Task data →
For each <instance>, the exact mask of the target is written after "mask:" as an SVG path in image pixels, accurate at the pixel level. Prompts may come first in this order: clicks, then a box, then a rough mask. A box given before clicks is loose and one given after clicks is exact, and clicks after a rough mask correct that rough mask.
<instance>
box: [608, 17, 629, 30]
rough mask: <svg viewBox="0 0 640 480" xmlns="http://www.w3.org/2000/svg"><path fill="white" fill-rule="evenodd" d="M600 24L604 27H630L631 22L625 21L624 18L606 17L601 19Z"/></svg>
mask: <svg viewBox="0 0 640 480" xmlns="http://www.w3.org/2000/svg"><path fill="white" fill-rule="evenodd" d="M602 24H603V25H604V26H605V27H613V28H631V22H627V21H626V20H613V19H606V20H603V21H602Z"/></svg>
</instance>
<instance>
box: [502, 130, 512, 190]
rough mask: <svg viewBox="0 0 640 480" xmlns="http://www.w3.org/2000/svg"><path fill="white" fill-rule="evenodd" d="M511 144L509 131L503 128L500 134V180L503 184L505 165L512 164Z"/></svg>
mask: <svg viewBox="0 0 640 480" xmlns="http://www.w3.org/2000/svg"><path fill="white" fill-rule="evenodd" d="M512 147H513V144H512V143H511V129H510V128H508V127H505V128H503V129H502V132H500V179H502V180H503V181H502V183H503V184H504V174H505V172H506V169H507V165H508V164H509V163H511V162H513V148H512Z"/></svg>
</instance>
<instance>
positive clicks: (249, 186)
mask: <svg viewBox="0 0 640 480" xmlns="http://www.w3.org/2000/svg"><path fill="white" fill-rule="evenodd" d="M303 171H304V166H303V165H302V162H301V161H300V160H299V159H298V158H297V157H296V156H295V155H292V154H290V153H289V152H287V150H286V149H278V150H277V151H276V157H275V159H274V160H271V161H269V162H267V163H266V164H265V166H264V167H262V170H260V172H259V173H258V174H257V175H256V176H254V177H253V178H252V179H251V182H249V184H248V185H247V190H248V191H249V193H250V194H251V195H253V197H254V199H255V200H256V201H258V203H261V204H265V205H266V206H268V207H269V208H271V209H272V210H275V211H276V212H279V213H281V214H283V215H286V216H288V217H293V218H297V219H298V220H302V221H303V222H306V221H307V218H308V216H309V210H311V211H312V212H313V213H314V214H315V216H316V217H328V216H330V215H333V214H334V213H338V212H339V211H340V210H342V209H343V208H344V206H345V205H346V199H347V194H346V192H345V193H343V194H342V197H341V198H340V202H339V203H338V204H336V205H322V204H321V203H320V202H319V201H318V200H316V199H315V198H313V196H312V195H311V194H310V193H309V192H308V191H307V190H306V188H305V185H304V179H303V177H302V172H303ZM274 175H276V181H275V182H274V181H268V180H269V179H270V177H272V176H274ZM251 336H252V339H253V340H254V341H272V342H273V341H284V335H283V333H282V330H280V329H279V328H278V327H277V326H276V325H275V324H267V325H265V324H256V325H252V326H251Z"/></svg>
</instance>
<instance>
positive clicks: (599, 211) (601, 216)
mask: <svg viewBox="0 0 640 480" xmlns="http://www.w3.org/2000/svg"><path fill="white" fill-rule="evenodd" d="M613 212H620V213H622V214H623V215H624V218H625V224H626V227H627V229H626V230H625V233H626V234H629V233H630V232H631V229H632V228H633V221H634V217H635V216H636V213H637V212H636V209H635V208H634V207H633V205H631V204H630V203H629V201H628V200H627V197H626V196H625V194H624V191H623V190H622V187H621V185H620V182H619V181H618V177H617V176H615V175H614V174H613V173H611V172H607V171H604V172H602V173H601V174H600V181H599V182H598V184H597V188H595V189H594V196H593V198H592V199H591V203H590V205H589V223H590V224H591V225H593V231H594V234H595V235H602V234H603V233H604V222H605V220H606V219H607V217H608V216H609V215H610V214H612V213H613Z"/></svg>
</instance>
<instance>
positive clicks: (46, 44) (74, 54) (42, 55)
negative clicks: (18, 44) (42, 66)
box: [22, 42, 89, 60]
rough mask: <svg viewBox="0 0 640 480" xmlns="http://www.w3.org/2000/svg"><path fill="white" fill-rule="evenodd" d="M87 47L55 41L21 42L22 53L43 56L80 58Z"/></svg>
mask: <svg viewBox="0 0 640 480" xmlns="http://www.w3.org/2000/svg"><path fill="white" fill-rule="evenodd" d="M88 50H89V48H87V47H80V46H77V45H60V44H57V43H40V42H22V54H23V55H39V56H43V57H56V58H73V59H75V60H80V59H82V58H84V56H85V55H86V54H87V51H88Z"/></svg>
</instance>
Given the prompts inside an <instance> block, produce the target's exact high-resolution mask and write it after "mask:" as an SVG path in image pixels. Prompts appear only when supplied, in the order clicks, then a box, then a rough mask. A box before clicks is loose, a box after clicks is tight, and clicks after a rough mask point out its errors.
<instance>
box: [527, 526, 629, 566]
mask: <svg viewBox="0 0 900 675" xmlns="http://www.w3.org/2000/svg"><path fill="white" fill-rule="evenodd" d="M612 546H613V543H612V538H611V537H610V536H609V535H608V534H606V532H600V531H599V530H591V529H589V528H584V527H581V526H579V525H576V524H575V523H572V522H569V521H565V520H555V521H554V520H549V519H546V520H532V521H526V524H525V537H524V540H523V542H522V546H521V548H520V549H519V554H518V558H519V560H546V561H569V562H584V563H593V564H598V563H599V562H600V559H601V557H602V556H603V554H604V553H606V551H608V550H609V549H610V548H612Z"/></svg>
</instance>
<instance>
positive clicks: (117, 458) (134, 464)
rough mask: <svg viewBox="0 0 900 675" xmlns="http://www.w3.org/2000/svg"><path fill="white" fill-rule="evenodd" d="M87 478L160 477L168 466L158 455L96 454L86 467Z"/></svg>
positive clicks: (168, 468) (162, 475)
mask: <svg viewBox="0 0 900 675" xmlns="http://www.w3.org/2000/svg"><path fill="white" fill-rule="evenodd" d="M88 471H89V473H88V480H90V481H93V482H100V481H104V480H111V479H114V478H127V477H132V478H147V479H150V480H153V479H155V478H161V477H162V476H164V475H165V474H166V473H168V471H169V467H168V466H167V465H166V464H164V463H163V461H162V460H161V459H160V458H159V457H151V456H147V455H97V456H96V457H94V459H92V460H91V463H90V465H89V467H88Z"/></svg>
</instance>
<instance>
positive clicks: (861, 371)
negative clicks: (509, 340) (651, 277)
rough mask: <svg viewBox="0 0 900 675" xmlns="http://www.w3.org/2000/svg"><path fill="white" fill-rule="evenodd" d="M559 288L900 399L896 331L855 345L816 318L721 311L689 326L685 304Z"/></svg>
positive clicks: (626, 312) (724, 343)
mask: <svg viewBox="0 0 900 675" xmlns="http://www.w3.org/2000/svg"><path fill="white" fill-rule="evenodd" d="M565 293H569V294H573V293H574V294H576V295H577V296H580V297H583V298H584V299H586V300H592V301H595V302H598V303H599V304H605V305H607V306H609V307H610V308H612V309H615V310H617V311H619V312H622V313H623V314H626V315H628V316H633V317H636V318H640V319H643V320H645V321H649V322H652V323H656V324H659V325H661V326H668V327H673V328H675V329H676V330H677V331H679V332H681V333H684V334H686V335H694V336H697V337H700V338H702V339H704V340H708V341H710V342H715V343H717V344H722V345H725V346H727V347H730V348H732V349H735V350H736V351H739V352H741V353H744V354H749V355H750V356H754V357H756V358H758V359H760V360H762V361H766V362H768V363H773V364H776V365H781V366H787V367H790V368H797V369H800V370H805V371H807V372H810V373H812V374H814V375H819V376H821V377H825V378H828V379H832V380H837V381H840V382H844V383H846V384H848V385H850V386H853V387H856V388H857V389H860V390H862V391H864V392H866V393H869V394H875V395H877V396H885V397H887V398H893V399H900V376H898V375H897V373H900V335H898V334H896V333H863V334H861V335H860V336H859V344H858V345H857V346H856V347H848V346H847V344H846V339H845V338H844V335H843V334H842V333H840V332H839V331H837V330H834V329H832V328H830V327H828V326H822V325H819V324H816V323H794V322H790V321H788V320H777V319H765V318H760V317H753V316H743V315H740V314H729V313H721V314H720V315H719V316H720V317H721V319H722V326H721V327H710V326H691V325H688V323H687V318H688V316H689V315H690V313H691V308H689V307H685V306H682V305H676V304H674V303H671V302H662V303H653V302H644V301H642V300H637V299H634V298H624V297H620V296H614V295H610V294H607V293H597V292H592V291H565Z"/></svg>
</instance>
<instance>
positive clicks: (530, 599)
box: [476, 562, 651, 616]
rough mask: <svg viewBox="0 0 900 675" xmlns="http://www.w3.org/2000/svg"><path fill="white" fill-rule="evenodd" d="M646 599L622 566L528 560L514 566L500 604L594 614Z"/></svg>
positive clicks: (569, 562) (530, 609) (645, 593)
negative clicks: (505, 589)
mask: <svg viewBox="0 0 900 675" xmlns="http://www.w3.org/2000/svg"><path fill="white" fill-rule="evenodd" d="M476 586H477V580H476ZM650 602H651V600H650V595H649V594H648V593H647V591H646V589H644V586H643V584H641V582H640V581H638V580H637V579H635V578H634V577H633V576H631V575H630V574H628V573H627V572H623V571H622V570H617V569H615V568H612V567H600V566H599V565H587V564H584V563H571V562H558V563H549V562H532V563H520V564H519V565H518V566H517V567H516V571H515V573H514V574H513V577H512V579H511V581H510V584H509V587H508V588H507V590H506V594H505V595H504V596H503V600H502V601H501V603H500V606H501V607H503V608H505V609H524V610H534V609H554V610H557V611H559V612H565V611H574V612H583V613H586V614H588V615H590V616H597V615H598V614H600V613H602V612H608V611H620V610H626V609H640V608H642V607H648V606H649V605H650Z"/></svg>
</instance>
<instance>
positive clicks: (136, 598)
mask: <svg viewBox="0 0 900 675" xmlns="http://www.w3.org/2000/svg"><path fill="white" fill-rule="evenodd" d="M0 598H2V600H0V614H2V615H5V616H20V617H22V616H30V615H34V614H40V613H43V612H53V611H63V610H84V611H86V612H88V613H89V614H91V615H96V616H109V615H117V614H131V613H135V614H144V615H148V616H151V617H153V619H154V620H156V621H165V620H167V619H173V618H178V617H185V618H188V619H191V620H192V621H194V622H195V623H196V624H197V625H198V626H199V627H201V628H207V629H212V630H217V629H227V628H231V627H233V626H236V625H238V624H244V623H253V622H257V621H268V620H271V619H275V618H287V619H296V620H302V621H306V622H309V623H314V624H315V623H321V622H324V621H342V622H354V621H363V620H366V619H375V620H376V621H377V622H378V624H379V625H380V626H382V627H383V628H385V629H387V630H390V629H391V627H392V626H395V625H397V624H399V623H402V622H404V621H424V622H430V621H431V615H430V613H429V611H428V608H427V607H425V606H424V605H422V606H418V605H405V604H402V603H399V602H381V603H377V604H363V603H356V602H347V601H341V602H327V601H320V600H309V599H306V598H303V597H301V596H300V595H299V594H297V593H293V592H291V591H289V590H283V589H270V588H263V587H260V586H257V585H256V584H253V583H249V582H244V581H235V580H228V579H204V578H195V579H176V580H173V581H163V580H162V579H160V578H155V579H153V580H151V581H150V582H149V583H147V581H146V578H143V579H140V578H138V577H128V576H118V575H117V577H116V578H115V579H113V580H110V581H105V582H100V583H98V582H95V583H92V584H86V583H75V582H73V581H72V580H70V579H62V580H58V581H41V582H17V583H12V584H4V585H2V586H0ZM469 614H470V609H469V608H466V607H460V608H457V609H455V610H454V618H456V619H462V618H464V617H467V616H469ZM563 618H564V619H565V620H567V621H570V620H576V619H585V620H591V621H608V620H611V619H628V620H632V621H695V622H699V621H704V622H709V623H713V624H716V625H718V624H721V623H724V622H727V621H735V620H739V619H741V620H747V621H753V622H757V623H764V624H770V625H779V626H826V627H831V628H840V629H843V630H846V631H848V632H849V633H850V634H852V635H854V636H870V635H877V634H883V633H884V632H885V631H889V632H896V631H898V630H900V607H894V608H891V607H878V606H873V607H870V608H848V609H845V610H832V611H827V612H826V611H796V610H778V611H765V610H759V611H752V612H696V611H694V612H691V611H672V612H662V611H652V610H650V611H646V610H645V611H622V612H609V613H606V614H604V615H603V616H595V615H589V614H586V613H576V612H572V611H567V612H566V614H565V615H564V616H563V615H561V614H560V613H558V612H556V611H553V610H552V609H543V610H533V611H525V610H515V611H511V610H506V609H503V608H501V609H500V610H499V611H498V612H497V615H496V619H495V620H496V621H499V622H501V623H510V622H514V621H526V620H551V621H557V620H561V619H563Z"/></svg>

Task statement → Reproduce verbatim the lines from the very first line of the rows through the line that contains "box: [608, 17, 629, 30]", including both of those lines.

Finished task →
For each <instance>, the exact mask of the target is written after "mask:" as an SVG path in image pixels, accurate at the pixel level. Prompts may come first in this order: clicks, then a box, then a rough mask. A box given before clicks is loose and one given after clicks is exact, and clicks after a rough mask correct that rough mask.
<instance>
box: [608, 17, 629, 30]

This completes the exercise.